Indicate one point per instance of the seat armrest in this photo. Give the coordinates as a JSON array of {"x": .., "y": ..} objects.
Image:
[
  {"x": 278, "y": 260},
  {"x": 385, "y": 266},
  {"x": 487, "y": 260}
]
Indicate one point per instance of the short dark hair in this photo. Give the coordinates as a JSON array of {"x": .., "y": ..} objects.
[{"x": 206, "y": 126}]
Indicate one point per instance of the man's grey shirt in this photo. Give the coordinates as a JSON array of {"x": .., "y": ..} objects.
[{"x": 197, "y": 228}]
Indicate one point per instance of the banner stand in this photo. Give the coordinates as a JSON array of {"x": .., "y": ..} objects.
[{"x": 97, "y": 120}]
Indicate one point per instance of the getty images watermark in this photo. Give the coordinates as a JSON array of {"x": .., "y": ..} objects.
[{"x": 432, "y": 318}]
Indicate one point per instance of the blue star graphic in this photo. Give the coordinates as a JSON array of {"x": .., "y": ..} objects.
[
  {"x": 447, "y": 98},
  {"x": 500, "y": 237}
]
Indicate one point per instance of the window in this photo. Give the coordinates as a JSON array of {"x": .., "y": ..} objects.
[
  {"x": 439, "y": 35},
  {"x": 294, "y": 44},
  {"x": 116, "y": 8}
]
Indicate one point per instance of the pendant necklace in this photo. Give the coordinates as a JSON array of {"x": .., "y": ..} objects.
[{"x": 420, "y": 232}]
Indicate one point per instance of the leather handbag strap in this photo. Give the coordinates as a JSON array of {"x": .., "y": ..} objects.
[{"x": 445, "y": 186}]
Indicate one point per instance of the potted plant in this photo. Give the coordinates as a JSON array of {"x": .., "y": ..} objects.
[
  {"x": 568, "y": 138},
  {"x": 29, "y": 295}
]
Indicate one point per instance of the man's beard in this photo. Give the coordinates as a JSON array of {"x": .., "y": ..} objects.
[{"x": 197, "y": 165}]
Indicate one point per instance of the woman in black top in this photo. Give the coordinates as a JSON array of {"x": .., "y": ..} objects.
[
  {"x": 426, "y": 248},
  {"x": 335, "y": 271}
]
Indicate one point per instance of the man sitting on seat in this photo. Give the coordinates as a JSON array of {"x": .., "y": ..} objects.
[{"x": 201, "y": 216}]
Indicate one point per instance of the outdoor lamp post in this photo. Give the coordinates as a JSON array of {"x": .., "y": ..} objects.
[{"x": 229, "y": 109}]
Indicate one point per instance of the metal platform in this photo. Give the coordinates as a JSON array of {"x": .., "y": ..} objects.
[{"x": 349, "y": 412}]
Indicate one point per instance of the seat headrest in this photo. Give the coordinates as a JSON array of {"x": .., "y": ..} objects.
——————————
Brief => Copy out exactly the lines between the line with "Indicate one point per instance of the getty" and the last line of the entries, counting both of those lines.

Finished answer =>
Indicate one point per instance of the getty images watermark in this photo. Give the coordinates as a JSON array of {"x": .., "y": ..} objects.
[{"x": 432, "y": 318}]
Indicate one point per instance of the blue star graphic in this photo. Give the coordinates as a JSON array of {"x": .., "y": ..} objects.
[
  {"x": 447, "y": 98},
  {"x": 500, "y": 237}
]
Indicate one point per instance of the window in this photo. Give the coordinates as a JSON array of {"x": .., "y": ..} objects.
[
  {"x": 439, "y": 35},
  {"x": 294, "y": 44},
  {"x": 116, "y": 8}
]
Indicate one point per instance of the pendant necklace in this photo. Give the coordinates as a JSON array of {"x": .., "y": ..} objects.
[{"x": 420, "y": 232}]
Indicate one point per instance of the leather handbag strap in this photo. Give the coordinates as a JSON array of {"x": .., "y": ..} objects.
[{"x": 445, "y": 186}]
Indicate one point per instance of the potted plant in this photo. Give the coordinates as a JSON array of {"x": .., "y": ..} objects.
[
  {"x": 568, "y": 138},
  {"x": 29, "y": 295}
]
Indicate one point per instance of the man's beard in this photo. Give the coordinates as a JSON array of {"x": .., "y": ..} objects.
[{"x": 197, "y": 165}]
Indicate one point per instance of the woman in black top in this photo. Give the coordinates as a JSON array of {"x": .., "y": ..} objects.
[
  {"x": 426, "y": 248},
  {"x": 335, "y": 271}
]
Indicate one point per instance of the man sitting on seat in this photo. Give the coordinates as a JSON array of {"x": .., "y": ..} objects.
[{"x": 201, "y": 216}]
Indicate one point per instance of the outdoor lamp post in this photo. Give the coordinates as a JSON array of {"x": .., "y": ..} objects.
[{"x": 229, "y": 109}]
Indicate one point per instance of the metal platform in this photo. Give the coordinates as a JSON array of {"x": .., "y": ..} objects.
[{"x": 349, "y": 412}]
Indicate one point per instance of the seat headrest in this photo. Give the coordinates as a JSON array of {"x": .., "y": ..} objects.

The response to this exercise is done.